[[ Excerpt, beginning ]]
Colorado Springs News, Sports & Business

Two Calhan students die, one injured in separate crashes

By Daniel Chacon and Carol McGraw Updated: September 6, 2013 at 7:17 am 0

Two separate car crashes about 14 hours apart on the same road, in almost the same spot claimed the lives of two Calhan students and left a third in critical condition.

"I think it was just bad luck that they happened at the same spot," Tim Ortiz, a technician with the Colorado State Patrol, said Thursday.

The first crash happened just before 8 p.m. Wednesday when 16-year-old Jourdan Ellis lost control of a 1994 Saturn traveling east on Funk Road about 2.4 miles east of Calhan Highway, Ortiz said.

The Saturn went off the right side of the road, spun clockwise and then collided with a fence while rolling once, he said.

Jourdan, a junior and lineman for the high school football team and a baseball player, was taken to Memorial Hospital Central and is in critical condition, according to the Calhan School District. It's unknown if Jourdan was wearing a seatbelt.

His younger sister, 14-year-old Jae Ellis,who was wearing a seatbelt, was pronounced dead at the scene.

Just after 10 a.m. Thursday, another student wrecked about 100 feet west of the location of Wednesday night's crash.

Sixteen-year-old Tiffany O'Neill was eastbound on Funk Road in a 1997 Chrysler and lost control, causing the vehicle to go off the left side of the road. The vehicle rolled twice and hit a fence, and O'Neill, who wasn't wearing a seatbelt, was thrown from the vehicle. O'Neill was pronounced dead at a hospital.

The two tragedies hit the tight-knit rural school district 35 miles northeast of Colorado Springs hard. Calhan School District RJ1, has 535 students all housed in one large school building, grades pre-kindergarten through 12th grade.

"Everybody knows everybody," said School Board President Maria Herndon. "It's a tragedy, first hearing about Jae and Jourdan last night and then Tiffany today. They are beautiful kids."

She urged students and families to avail themselves of the counselors who will be on hand Friday and next week. "Grief can hit them out of nowhere. Maybe not right now, but maybe later in class or somewhere else."

Calhan Superintendent Linda Miller, said in a letter to parents and students: "The death of any young person is a loss, which in one way or another, diminishes each of us. The tragic circumstances of Jae's death, Tiffany's death, and Jourdan's injuries are shocking and difficult to both understand and accept."

In an interview, Miller said, "But the faculty and staff and community has come together in a powerful way."

She said that Jae, a ninth grader, was "a bright spot, a girl who always had a smile on her face. She was well liked by her peers, a good student and involved in many activities. She was an all around great kid. "
[[ Excerpt, end ]]
* **Tasks to complete**:
[1] Translate this sentence from the article about the Calhan student crashes into Spanish: "The Saturn went off the right side of the road, spun clockwise and then collided with a fence while rolling once, he said."
[2] Write the next part of the article about the Calhan student crashes, beginning after its final paragraph.
The data bear no relation to the article about the Calhan student crashes.
[[ Data section, beginning ]]
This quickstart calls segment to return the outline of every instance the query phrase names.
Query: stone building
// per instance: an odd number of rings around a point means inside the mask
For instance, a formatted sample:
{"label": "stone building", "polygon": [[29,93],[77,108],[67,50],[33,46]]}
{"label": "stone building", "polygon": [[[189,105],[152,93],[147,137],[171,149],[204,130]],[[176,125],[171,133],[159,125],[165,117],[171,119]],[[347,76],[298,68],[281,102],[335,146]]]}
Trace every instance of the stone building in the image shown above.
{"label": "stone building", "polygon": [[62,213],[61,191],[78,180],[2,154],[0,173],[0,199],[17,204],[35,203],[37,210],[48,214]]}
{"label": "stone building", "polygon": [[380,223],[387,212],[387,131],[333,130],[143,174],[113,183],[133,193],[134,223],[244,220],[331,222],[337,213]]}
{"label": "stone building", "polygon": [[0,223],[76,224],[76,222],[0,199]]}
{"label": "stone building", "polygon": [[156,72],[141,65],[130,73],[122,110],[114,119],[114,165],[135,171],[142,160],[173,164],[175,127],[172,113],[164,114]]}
[[ Data section, end ]]
* **Answers given**:
[1] El Saturn se salió por el lado derecho de la carretera, giró en el sentido de las agujas del reloj y luego chocó contra una cerca mientras daba una vuelta de campana, dijo.

[2]
Tiffany too was a bright spot, Miller said. A sophomore, she had lots of friends and was involved in many activities.

Miller added, "They will be much missed. Calhan will survive this, but it will be a long process."

She said Jourdan, who is hospitalized in critical condition, "is a really well-liked young man who always works hard to do the right things." She said that this past summer he helped with a construction project at the school, doing concrete work. "He is loved by classmates and the team."

Jourdan had said in an interview with the Gazette earlier this week that the team was often down when it headed into a game with big rival Peyton. But this year, he said, "we're coming off a big win over Denver Christian, and our heads are held high. It's a big rivalry. Who's not going to be pumped for a big rivalry game?"

Miller said that the football game at 7 p.m., Friday will go on as planned. "The kids need an outlet, and we will have a memorial activity so they can pay tribute to the lives of their classmates."

When the administrators heard about the first fatality Wednesday night they contacted as many staff members as possible so they could to help the students cope. They pulled together a crisis team of counselors and school psychologists through Pikes Peak Board of Cooperative Educational Services (BOCES), which provides assistance of many kinds to districts. Calhan received help Thursday from some of the BOCES members, including from rural school districts Peyton, Miami-Yoder, Elbert, Ellicott and others. A team of victim advocates from the El Paso County Sheriff's Department also assisted.

The atmosphere at the school Thursday was somber.

"There were lots of tears and sadness," Miller said. "And it is not just the kids. Many people out here are involved with the school and have been friends with them. It affects us all."

In a note to parents on the Calhan website, Miller said: "The crisis team is doing everything they can to help your child and our staff through this heartbreaking experience. You may anticipate more questions and a need to talk about the accident, Jourdan's condition, Tiffany's death, and Jae's death at home."

Ortiz, of the state patrol, said both crashes are under investigation. He said there isn't a problem with the road in that area.

"It's just unfortunate incidents," he said.